WORK TASK. List every line in this data where the string "window" occurs.

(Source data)
###
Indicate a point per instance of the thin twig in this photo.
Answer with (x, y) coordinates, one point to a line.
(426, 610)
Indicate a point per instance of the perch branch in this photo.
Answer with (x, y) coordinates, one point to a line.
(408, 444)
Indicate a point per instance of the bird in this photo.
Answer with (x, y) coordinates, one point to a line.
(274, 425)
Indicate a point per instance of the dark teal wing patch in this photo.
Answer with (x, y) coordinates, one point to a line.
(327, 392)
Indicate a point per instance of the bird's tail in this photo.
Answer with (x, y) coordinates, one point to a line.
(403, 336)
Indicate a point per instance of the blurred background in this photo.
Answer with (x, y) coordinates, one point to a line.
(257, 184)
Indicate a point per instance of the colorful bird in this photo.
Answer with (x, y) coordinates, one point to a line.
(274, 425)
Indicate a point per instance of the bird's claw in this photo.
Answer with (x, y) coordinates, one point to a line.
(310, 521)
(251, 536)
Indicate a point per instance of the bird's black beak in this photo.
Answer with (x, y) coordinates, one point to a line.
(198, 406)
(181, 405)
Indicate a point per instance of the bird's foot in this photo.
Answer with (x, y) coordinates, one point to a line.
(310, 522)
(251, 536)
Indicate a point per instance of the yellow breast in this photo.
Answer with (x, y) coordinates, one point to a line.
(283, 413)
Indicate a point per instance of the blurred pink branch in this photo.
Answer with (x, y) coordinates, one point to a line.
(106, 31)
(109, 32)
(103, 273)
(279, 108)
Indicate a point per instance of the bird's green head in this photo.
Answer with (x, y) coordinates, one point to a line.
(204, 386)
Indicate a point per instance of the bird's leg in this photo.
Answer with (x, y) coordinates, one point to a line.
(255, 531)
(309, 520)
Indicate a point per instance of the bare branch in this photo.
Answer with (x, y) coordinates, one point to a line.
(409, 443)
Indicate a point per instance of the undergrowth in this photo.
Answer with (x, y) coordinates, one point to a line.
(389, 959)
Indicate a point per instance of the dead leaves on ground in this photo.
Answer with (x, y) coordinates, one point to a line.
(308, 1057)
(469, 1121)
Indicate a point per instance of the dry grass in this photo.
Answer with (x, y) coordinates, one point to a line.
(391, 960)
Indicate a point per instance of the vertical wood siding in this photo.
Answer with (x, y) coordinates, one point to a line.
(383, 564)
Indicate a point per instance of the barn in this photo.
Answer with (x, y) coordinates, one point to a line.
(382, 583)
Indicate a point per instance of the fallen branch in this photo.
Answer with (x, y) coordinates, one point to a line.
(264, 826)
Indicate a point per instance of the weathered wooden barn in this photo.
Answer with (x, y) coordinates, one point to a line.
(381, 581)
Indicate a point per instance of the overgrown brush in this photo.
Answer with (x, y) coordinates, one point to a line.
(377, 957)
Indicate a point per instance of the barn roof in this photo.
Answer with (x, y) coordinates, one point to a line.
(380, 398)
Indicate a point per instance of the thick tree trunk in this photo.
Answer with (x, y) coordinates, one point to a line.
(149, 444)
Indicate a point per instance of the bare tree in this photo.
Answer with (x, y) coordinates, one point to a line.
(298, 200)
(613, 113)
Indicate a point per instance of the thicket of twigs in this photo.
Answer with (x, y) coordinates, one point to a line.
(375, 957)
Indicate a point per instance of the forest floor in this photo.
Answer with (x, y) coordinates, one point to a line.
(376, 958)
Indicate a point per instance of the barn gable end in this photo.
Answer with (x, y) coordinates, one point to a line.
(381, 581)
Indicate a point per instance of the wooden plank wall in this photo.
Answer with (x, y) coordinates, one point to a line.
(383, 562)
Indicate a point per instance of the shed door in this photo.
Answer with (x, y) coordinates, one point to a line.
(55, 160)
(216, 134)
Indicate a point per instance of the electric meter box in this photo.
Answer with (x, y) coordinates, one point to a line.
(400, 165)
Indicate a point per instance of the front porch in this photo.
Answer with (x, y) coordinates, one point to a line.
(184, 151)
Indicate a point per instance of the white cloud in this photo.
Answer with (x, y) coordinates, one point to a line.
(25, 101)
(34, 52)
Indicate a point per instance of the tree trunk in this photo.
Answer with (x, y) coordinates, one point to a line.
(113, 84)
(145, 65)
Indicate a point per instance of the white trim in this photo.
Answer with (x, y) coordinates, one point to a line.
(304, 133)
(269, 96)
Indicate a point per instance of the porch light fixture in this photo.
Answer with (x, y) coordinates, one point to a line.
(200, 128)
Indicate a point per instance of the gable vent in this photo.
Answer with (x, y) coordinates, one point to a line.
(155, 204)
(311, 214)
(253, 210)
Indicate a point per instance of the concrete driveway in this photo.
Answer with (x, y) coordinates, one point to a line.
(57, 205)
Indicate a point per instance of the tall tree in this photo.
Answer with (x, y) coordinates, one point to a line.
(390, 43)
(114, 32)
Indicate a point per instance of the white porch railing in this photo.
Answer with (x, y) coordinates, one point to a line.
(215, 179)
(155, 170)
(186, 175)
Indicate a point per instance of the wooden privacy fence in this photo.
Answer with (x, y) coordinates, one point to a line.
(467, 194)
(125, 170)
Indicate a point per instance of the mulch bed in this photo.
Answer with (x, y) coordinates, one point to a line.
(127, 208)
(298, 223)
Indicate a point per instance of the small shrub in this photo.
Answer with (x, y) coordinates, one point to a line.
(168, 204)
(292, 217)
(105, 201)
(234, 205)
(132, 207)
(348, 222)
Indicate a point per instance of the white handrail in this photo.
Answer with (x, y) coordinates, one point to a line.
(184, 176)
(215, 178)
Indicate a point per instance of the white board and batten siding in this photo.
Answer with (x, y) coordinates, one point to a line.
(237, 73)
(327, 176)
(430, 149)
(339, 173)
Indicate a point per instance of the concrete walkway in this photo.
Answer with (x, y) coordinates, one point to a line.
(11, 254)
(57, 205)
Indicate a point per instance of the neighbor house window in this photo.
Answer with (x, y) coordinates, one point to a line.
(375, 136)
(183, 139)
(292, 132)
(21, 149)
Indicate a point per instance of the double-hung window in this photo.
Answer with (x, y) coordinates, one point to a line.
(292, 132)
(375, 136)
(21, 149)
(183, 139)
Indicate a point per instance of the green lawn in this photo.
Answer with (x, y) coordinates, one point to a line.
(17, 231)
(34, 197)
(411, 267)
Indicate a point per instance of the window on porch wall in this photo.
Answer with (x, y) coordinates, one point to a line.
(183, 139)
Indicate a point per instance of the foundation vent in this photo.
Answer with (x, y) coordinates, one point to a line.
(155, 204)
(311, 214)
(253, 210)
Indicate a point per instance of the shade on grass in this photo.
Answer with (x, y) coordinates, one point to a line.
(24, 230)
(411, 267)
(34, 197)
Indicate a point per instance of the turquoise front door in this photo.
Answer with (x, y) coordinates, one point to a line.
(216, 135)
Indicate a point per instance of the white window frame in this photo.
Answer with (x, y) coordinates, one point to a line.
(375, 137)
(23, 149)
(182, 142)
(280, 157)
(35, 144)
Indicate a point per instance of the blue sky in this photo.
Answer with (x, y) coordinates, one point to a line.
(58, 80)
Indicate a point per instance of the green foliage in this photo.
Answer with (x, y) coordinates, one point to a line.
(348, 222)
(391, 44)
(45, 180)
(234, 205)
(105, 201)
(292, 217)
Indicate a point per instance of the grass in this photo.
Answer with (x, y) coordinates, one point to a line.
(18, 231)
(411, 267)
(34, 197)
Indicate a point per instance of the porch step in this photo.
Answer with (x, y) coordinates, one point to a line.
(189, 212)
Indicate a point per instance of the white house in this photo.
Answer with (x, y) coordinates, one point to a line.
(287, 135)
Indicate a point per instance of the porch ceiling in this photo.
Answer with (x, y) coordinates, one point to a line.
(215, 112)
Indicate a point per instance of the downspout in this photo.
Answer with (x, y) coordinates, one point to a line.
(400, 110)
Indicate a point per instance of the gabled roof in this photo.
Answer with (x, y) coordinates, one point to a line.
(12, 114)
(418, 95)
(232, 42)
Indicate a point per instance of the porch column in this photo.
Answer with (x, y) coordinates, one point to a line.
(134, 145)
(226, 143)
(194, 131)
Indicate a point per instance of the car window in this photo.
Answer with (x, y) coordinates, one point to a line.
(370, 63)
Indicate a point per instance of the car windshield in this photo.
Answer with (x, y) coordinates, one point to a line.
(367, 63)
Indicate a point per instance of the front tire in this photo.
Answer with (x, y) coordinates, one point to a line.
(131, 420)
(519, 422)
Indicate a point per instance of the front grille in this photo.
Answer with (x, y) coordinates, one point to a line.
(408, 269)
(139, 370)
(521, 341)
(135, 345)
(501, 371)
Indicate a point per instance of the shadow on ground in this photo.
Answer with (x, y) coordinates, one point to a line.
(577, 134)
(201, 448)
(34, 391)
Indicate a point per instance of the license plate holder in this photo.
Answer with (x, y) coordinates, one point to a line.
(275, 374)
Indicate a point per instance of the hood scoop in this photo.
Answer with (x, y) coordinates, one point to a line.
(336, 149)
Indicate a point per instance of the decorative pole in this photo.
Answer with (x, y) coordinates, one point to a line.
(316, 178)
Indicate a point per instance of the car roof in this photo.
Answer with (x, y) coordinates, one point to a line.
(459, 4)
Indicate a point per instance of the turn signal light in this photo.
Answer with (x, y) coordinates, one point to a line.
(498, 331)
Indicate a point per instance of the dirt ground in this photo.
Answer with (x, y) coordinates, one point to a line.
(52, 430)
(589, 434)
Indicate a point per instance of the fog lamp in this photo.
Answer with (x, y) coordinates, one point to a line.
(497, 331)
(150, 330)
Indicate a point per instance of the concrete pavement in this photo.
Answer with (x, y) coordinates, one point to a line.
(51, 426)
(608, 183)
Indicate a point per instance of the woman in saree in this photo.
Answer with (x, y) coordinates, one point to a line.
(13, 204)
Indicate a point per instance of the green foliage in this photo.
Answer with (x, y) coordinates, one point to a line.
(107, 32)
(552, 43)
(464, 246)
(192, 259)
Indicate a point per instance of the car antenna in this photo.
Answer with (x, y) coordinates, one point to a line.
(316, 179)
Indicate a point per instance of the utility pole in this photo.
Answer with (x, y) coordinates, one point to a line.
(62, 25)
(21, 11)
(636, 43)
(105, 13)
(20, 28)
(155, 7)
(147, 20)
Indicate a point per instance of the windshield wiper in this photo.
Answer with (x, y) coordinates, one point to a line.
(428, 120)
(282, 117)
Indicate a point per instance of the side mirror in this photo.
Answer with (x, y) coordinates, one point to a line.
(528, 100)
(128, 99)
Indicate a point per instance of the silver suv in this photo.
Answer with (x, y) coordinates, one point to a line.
###
THE COMPLETED TASK.
Indicate a point per instance of the neighbor house window in this photo.
Indicate a point per instance of the double-hung window in this photo.
Indicate a point per instance of the window on porch wall in this photo.
Indicate a point per instance of the white window frame in this photo.
Indicate a point per instance of the car window in this photo.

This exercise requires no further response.